§ ENTRIES SUPPLIED:
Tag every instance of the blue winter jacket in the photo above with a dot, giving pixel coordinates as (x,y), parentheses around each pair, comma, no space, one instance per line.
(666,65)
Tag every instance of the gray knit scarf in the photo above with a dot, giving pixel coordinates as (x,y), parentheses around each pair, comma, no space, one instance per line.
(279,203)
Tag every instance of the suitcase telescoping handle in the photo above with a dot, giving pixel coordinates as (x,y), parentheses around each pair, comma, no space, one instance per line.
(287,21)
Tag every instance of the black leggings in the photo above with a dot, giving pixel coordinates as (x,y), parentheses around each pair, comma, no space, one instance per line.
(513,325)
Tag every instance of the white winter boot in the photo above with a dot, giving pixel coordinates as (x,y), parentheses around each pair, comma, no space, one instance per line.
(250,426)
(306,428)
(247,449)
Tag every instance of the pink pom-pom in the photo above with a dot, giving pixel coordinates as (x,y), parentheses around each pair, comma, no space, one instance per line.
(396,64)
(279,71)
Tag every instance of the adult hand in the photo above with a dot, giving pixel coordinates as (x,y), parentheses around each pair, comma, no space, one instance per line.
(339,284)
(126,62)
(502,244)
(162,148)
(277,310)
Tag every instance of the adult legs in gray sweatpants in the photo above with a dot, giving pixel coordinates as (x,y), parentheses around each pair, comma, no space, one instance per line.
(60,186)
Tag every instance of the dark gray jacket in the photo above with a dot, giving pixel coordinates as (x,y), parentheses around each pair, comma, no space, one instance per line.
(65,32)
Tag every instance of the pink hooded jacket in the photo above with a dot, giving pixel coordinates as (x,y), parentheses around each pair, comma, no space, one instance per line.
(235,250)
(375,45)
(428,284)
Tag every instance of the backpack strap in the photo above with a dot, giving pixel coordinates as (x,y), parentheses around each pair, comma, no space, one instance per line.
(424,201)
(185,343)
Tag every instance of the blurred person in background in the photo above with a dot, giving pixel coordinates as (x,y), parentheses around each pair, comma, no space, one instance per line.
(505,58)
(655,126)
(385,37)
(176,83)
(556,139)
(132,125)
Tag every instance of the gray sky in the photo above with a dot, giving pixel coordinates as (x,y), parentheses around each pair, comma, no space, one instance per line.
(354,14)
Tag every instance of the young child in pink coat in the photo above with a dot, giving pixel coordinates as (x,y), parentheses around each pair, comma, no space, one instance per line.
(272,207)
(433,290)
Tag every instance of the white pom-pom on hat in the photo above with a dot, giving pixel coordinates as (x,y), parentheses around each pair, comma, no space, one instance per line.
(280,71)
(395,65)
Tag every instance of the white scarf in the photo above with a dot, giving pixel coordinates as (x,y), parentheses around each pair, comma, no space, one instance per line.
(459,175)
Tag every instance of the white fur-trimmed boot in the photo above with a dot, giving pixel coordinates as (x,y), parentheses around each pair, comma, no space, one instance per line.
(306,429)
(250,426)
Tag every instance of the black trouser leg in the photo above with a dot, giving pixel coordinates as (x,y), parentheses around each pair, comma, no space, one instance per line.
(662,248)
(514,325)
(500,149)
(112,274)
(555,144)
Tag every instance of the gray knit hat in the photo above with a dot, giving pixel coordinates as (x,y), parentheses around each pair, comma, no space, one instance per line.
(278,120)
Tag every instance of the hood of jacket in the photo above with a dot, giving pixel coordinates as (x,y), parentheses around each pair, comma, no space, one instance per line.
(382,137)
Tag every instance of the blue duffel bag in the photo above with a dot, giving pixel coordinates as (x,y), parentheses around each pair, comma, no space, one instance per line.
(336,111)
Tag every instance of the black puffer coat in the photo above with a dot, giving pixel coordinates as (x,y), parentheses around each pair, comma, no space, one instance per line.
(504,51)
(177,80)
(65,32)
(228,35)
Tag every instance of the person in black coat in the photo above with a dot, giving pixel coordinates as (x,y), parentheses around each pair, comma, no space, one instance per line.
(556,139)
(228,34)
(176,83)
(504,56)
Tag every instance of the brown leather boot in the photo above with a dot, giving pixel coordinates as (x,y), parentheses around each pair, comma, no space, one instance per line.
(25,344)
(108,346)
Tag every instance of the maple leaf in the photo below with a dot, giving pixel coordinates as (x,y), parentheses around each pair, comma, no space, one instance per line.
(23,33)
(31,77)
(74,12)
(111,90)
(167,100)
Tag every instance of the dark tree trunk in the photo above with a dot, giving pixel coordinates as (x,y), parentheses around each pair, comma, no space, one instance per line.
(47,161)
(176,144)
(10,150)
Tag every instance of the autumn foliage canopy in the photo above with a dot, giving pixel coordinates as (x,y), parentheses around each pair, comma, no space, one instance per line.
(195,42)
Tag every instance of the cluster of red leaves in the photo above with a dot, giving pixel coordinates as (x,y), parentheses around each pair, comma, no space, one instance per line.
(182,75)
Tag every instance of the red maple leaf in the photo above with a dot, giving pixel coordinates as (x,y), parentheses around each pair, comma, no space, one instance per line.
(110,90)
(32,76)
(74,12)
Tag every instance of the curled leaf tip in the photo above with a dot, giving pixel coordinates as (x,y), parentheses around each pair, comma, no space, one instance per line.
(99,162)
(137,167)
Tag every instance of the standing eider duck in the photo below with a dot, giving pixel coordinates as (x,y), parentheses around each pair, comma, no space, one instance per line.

§ WHAT THE TASK ASKS:
Arrange every line of the records above into a Markdown table with two columns, Row and Line, numbering the rows in order and leaving out any blank lines.

§ CORRECT RESULT:
| Row | Line |
|---|---|
| 1 | Tag every instance of the blue winter jacket in the photo above with a dot, giving pixel coordinates as (x,y), parentheses around each pair, comma, no space, one instance per line. |
| 2 | (666,65) |
| 3 | Tag every instance of the gray knit scarf in the photo above with a dot, giving pixel coordinates as (x,y), parentheses around each pair, comma, no space, one instance per line. |
| 4 | (279,203) |
| 5 | Tag every instance of the suitcase telescoping handle in the photo above with a dot, giving pixel coordinates as (x,y), parentheses around each pair, comma, no space, one instance per line. |
| 6 | (287,21) |
| 7 | Tag every instance of the black leggings in the photo above with a dot, giving pixel coordinates as (x,y), parentheses around each pair, comma, no space, one instance per line. |
| 8 | (513,325) |
| 9 | Tag every instance of the white winter boot in the photo above with a dot, giving pixel coordinates as (x,y), parentheses around each pair, comma, no space, one instance per line. |
| 10 | (250,426) |
| 11 | (306,428) |
| 12 | (247,449) |
| 13 | Tag every instance of the pink pom-pom in the photo above with a dot, giving pixel coordinates as (x,y), parentheses around each pair, comma, no space, one instance per line. |
| 14 | (396,64) |
| 15 | (279,71) |
| 16 | Tag every instance of the adult hand in the photo above with a dot, giving pixel coordinates as (x,y), parentheses around each pair, comma, no space, one instance per line. |
| 17 | (339,284) |
| 18 | (126,62) |
| 19 | (502,244) |
| 20 | (162,148) |
| 21 | (277,310) |
| 22 | Tag every instance of the adult legs in gray sweatpants in the photo above with a dot, giving pixel coordinates as (x,y), parentheses around each pair, comma, no space, one instance per line. |
| 23 | (60,186) |
| 24 | Tag every instance of the dark gray jacket in the photo above with a dot, giving pixel coordinates as (x,y), parentheses around each pair, comma, no space, one instance per line. |
| 25 | (65,32) |
| 26 | Tag every instance of the pink hooded jacket in the photo above with a dot, giving pixel coordinates as (x,y), parentheses around each pair, comma, no space, one instance per line. |
| 27 | (235,250) |
| 28 | (375,45) |
| 29 | (428,284) |
| 30 | Tag every instance of the backpack strap in the photo above with a dot, giving pixel coordinates as (x,y), parentheses around each pair, comma, no space, one instance per line. |
| 31 | (424,201) |
| 32 | (185,343) |
| 33 | Tag every instance of the blurred person in background in the photo above with a dot, giving pixel coordinates as (x,y), parentheses around each pair, comma, no space, one instance per line. |
| 34 | (505,58) |
| 35 | (655,126) |
| 36 | (385,37) |
| 37 | (176,83) |
| 38 | (556,139) |
| 39 | (132,125) |
| 40 | Tag every instance of the gray sky in the photo above with a dot, giving pixel coordinates as (x,y), parentheses around each pair, comma, no space, one instance per line. |
| 41 | (354,14) |
| 42 | Tag every instance of the young child in pink coat in the photo above with a dot, giving pixel coordinates as (x,y), parentheses around each pair, comma, no space, one instance per line. |
| 43 | (272,207) |
| 44 | (433,290) |
| 45 | Tag every instance of the white pom-pom on hat in the photo above with a dot, giving pixel coordinates as (x,y), parentheses around each pair, comma, no space, one instance per line. |
| 46 | (280,71) |
| 47 | (395,65) |
| 48 | Tag every instance of the white scarf in the photo above with a dot, giving pixel coordinates as (x,y), parentheses around each pair, comma, no space, one instance per line. |
| 49 | (459,175) |
| 50 | Tag every instance of the white fur-trimmed boot in the photo above with a dot, giving pixel coordinates as (x,y), parentheses around each pair, comma, no space, one instance per line. |
| 51 | (306,429) |
| 52 | (250,426) |
| 53 | Tag every instance of the black trouser leg in the photo above with a dot, giving pixel coordinates as (x,y), parentheses around each pair, comma, no space, one instance per line. |
| 54 | (662,248) |
| 55 | (514,325) |
| 56 | (500,149) |
| 57 | (112,274) |
| 58 | (555,144) |
| 59 | Tag every instance of the gray knit hat in the photo above with a dot, giving pixel coordinates as (x,y), parentheses around each pair, comma, no space, one instance per line. |
| 60 | (278,120) |
| 61 | Tag every instance of the hood of jacket in the photo above with a dot, giving pixel coordinates as (x,y), parentheses around each pair, comma, no space, one instance per line. |
| 62 | (382,137) |
| 63 | Tag every instance of the blue duffel bag in the photo above with a dot, giving pixel coordinates as (x,y), parentheses around each pair, comma, no space, one instance per line. |
| 64 | (336,111) |
| 65 | Tag every instance of the black puffer coat in the photo above with a dot, giving pixel coordinates as (x,y), parentheses around each pair, comma, no space, one instance per line. |
| 66 | (504,51) |
| 67 | (177,80) |
| 68 | (65,32) |
| 69 | (228,35) |
| 70 | Tag every instance of the person in black coat in the photo above with a dot, giving pixel coordinates as (x,y), parentheses around each pair, comma, no space, one instance per line. |
| 71 | (556,139) |
| 72 | (228,34) |
| 73 | (176,83) |
| 74 | (504,56) |
| 75 | Tag every instance of the brown leather boot in the photo above with a dot, giving pixel coordinates as (x,y), parentheses around each pair, comma, no space, one instance per line. |
| 76 | (25,344) |
| 77 | (108,346) |
| 78 | Tag every instance of the maple leaf in the photo below with a dot, giving pixel coordinates as (x,y), parentheses around each pair, comma, no space, one instance per line. |
| 79 | (23,33) |
| 80 | (31,77) |
| 81 | (74,12) |
| 82 | (111,90) |
| 83 | (167,100) |
| 84 | Tag every instance of the dark tree trunk in the photo above with a dot, giving pixel coordinates as (x,y), parentheses around each pair, comma, no space, one instance per line. |
| 85 | (47,161) |
| 86 | (176,144) |
| 87 | (10,150) |
| 88 | Tag every instance of the autumn foliage canopy in the photo above with a dot, giving pixel coordinates as (x,y), parentheses around each pair, comma, no space, one instance per line. |
| 89 | (195,42) |
| 90 | Tag every instance of the cluster of red leaves in the photo above with a dot, giving pixel coordinates as (x,y), parentheses around each pair, comma, no space, one instance per line. |
| 91 | (182,75) |
| 92 | Tag every instance of the red maple leaf in the photo above with a dot, giving pixel coordinates as (x,y), parentheses around each pair, comma, no space, one instance per line. |
| 93 | (110,90) |
| 94 | (32,76) |
| 95 | (74,12) |
| 96 | Tag every instance of the curled leaf tip in the photo above with a dot, giving pixel coordinates as (x,y), parentheses around each pair, comma, no space, one instance per line. |
| 97 | (99,162) |
| 98 | (137,167) |
| 99 | Tag every instance of the standing eider duck in the photo below with a dot, giving pixel coordinates as (x,y), parentheses around each pair, comma, no space, one instance per line. |